Segment Open

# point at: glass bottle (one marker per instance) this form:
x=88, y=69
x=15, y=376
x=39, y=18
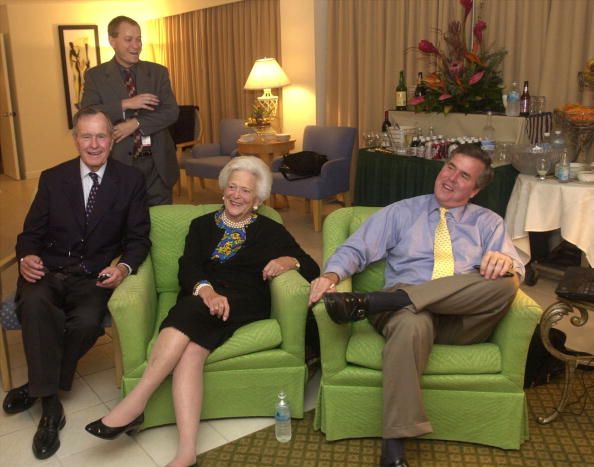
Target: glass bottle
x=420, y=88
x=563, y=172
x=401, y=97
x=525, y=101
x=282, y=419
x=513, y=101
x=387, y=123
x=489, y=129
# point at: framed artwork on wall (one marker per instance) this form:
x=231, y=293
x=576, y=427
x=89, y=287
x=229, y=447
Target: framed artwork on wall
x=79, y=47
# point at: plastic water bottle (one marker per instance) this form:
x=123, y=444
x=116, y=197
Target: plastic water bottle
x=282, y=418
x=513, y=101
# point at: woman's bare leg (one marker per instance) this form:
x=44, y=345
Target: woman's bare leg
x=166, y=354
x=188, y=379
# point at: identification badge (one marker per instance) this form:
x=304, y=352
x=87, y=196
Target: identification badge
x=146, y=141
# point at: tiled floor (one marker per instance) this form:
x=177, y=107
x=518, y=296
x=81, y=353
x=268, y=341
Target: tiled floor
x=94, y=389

Segment Closed
Segment Open

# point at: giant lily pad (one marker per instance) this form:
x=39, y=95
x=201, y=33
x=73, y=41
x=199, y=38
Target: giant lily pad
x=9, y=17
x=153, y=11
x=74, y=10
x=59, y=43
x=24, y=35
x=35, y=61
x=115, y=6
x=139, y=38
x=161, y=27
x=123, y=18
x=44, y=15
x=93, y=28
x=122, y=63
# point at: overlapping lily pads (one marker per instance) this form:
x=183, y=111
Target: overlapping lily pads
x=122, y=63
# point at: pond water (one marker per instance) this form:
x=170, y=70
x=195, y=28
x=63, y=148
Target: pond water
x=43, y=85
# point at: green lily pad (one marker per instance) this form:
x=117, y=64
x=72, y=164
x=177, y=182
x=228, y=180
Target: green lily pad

Segment Closed

• **Work item**: Copy out precisely the lines from the line with "Target: plastic water bottle" to the line with "x=81, y=353" in the material above, including those two lines and omitting all the rest.

• **Completed task**:
Target: plastic water bottle
x=282, y=418
x=513, y=101
# point at: woman's bare leg (one marker per instance) this form:
x=44, y=345
Target: woman's bare leg
x=166, y=354
x=188, y=379
# point at: identification badge (one marker per instance) this form:
x=304, y=352
x=87, y=196
Target: identification badge
x=146, y=141
# point at: tiled floor (one marker per instance) this form:
x=177, y=107
x=518, y=296
x=81, y=353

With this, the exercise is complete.